Object location annotation data
+++

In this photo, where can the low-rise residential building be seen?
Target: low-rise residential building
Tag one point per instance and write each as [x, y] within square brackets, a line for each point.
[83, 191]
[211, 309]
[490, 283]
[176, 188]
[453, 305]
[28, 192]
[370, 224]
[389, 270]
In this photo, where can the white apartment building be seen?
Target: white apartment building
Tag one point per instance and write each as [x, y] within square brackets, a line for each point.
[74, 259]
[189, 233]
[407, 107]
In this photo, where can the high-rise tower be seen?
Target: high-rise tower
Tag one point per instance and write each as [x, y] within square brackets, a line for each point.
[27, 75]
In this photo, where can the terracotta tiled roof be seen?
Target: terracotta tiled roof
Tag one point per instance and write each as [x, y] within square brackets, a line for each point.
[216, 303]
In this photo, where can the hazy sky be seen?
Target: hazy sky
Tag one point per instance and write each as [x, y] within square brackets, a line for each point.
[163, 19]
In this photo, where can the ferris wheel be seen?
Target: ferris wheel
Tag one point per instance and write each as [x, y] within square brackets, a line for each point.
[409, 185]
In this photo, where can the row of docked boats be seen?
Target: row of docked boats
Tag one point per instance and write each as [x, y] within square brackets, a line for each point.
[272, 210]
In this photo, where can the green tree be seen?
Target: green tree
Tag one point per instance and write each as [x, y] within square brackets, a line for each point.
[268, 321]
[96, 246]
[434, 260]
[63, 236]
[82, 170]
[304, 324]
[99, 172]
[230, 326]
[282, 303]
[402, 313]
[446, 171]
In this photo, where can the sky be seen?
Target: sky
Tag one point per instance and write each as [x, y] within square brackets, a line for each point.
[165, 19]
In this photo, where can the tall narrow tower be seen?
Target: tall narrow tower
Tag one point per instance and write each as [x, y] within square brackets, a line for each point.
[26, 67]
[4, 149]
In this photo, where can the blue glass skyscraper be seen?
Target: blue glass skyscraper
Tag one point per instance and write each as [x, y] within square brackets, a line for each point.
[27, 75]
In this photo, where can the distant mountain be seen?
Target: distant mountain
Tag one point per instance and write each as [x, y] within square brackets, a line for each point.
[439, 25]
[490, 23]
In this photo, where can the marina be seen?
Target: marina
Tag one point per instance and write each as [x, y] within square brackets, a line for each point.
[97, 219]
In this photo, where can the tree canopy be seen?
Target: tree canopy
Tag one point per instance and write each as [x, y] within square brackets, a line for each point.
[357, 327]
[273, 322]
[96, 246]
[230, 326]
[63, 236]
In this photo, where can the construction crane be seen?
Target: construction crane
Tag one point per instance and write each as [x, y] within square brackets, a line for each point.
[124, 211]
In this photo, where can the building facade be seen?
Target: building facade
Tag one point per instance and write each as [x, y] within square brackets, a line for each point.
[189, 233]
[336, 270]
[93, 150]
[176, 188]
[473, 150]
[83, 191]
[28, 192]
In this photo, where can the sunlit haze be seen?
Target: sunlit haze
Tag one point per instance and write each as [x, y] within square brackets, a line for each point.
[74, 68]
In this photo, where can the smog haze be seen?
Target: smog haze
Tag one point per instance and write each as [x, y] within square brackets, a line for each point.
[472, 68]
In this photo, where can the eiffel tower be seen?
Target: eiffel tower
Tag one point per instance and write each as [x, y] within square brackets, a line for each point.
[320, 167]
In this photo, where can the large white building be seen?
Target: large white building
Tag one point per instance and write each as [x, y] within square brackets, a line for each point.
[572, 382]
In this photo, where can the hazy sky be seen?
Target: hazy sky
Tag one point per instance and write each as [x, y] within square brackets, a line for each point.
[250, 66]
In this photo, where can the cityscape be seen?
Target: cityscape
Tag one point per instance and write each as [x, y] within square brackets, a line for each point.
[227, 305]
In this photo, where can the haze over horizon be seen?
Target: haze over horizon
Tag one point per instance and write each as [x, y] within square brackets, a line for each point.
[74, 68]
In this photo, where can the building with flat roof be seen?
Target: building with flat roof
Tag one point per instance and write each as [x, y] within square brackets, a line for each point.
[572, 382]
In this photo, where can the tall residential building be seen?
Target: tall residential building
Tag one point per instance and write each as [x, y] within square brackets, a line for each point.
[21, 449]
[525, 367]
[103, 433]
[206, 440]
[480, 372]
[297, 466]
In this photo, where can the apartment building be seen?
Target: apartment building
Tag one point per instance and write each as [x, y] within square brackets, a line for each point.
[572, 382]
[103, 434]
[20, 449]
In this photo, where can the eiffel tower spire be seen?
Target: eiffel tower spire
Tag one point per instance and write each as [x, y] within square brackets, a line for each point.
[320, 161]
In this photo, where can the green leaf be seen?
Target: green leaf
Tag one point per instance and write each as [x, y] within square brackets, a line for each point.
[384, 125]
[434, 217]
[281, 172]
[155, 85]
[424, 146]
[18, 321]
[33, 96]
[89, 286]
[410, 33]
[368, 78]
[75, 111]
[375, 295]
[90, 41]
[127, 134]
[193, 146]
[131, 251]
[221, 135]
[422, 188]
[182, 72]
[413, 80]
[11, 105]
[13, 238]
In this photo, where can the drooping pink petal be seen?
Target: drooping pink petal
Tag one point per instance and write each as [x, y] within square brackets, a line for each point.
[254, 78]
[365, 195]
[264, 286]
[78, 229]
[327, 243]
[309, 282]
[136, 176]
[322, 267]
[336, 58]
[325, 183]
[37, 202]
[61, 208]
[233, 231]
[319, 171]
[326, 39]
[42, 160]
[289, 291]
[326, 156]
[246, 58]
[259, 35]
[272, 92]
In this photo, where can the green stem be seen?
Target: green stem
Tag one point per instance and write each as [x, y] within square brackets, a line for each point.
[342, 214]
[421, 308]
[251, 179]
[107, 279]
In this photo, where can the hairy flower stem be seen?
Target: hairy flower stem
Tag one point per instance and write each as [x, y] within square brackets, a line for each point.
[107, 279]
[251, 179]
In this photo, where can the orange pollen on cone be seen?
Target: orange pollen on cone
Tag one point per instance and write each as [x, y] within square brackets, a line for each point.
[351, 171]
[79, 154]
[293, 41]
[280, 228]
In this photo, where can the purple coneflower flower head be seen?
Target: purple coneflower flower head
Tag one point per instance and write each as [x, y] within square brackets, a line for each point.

+++

Task directions
Go back to the listing above and please repeat it exactly.

Answer to this task
In this photo, where can the low-rise residential building be seen?
Target: low-rise residential building
Tag one point per instance and write each as [x, y] within square brackets, a line for each point.
[83, 191]
[211, 309]
[490, 283]
[176, 188]
[453, 305]
[28, 192]
[370, 224]
[389, 270]
In this photo, where can the white apartment building be seen?
Target: white apartment building
Tag one point per instance and write each as [x, y] within square brackets, a line for each point.
[74, 259]
[189, 233]
[407, 107]
In this photo, where can the high-rise tower be seen?
Target: high-rise tower
Tag one point per instance and write each as [x, y] within square brackets, a line for each point.
[27, 75]
In this photo, where can the terracotta tiled roof be seen?
Target: terracotta tiled roof
Tag one point per instance and write each as [x, y] within square brackets, a line for each point.
[216, 303]
In this photo, where can the hazy sky be seen?
Target: hazy sky
Tag one point per instance and write each as [x, y] within square brackets, a line for each point.
[163, 19]
In this photo, where can the ferris wheel be seen?
Target: ferris wheel
Tag one point per instance and write each as [x, y] within square brackets, a line for each point.
[409, 185]
In this photo, where can the row of docked boats be seen?
Target: row of docked boats
Tag one point per instance and write each as [x, y] within square brackets, a line for each point.
[272, 210]
In this photo, where can the green tree be seen?
Target: green tree
Tag one point per instance and write each as [x, y] within square brackets, a line for each point.
[268, 321]
[96, 246]
[434, 260]
[63, 236]
[82, 170]
[304, 324]
[99, 172]
[230, 326]
[282, 303]
[402, 313]
[446, 171]
In this photo, where can the sky be seen?
Target: sky
Tag one point per instance and write each as [x, y] within square brackets, a line for each point.
[165, 19]
In this photo, where can the tall narrow tower be seen?
Target: tall narrow tower
Tag one point per instance and write each as [x, y] within square brackets, a line for each point.
[26, 67]
[4, 149]
In this photo, where can the blue glass skyscraper be seen?
Target: blue glass skyscraper
Tag one point per instance and write each as [x, y] within square brackets, a line for each point.
[27, 75]
In this photo, where can the distant mountain be seen?
Target: distant mountain
Tag one point per instance and write each as [x, y] within square brackets, a line for each point.
[439, 25]
[490, 23]
In this photo, where can the marina be seen?
Target: marina
Tag one point per instance and write each as [x, y] within square brackets, a line for each point.
[97, 219]
In this photo, where can the tree canopy be seen?
Target: tree canopy
Tag one point per instance and write each as [x, y] within square brackets, a line for each point.
[357, 327]
[273, 322]
[96, 246]
[230, 326]
[63, 236]
In this photo, where can the construction crane be seen?
Target: construction crane
Tag one point per instance and write each as [x, y] within square brackets, a line for each point.
[124, 211]
In this photo, where can the building facade be seen?
Target: building facade
Tag one point per instance and write each as [x, y] within square brackets, a line for each point.
[189, 233]
[336, 270]
[93, 150]
[176, 188]
[473, 150]
[83, 191]
[28, 192]
In this photo, where can the sunlit haze be seen?
Target: sunlit haze
Tag one point per instance and write each as [x, y] within square brackets, a line for each point.
[74, 68]
In this photo, where can the smog haze be seen?
Target: smog haze
Tag one point per instance and write each as [x, y] within square brackets, a line for each point.
[472, 68]
In this photo, where can the eiffel tower be seen?
Target: eiffel tower
Tag one point per instance and write each as [x, y] within square brackets, a line for each point.
[320, 167]
In this photo, where can the large white building be seen?
Target: large white building
Tag one point per instance and write each as [x, y] within square brackets, a line for each point.
[572, 382]
In this photo, where can the hazy sky be seen?
Target: hazy sky
Tag one point per instance and write each as [x, y] within square brackets, a line for each point.
[250, 66]
In this photo, where can the cityscape be seen?
Target: cityscape
Tag one point per instance and write each as [x, y] within square brackets, a line for each point.
[227, 305]
In this photo, where can the haze over horizon be seen?
Target: haze over horizon
Tag one point per instance and write each as [x, y] within square brackets, a line for each point.
[74, 68]
In this photo, where can the building with flat roof be seen?
Target: building with flat roof
Tag one point per instance and write each as [x, y] within square brackets, a line for each point.
[572, 382]
In this photo, where can the tall residential building be seen?
Target: tall residential building
Tag one point per instance and write each as [x, y] within square brackets, a line for each point.
[21, 449]
[525, 367]
[103, 433]
[206, 440]
[480, 372]
[297, 466]
In this photo, where can the apartment building be seen?
Target: apartment building
Tag one point per instance and write each as [x, y] within square brackets, a line for each point.
[572, 382]
[103, 434]
[20, 449]
In this photo, where can the eiffel tower spire be seen?
Target: eiffel tower spire
Tag one point per instance and write each as [x, y] within square brackets, a line for each point.
[320, 161]
In this photo, where can the green leaf be seen?
Target: green leaf
Tag one point per instance and write each as [x, y] within square brackets, a line for each point.
[384, 125]
[434, 217]
[281, 172]
[155, 85]
[424, 146]
[18, 321]
[33, 96]
[89, 286]
[410, 33]
[368, 78]
[75, 111]
[375, 295]
[90, 41]
[127, 134]
[193, 146]
[131, 251]
[221, 135]
[422, 188]
[182, 72]
[413, 80]
[11, 105]
[13, 238]
In this photo, where can the drooping pink petal be seen?
Target: drooping pink petal
Tag one point per instance and write each as [x, y] within square brackets, a line for each point.
[254, 78]
[365, 195]
[264, 286]
[78, 229]
[327, 243]
[309, 282]
[136, 176]
[322, 267]
[336, 58]
[325, 183]
[37, 202]
[61, 208]
[233, 231]
[319, 171]
[326, 39]
[42, 160]
[289, 291]
[326, 156]
[246, 58]
[259, 35]
[272, 92]
In this photo, where can the green stem be seen?
Target: green stem
Tag one point per instance and write each as [x, y] within square brackets, a line for each point.
[342, 214]
[421, 308]
[251, 179]
[107, 279]
In this photo, where can the hairy flower stem be seen?
Target: hairy flower stem
Tag one point per instance and write each as [x, y] within square brackets, a line for each point.
[107, 279]
[251, 179]
In this photo, where can the orange pollen on cone be seen?
Target: orange pollen on cone
Tag one point per instance and write each as [x, y] within square brackets, a line for each point.
[351, 171]
[79, 154]
[293, 41]
[280, 228]
In this photo, where can the purple coneflower flower head be seen?
Target: purple coneflower flower head
Tag one point per instance and write each as [x, y] within square brackets, a line for each point.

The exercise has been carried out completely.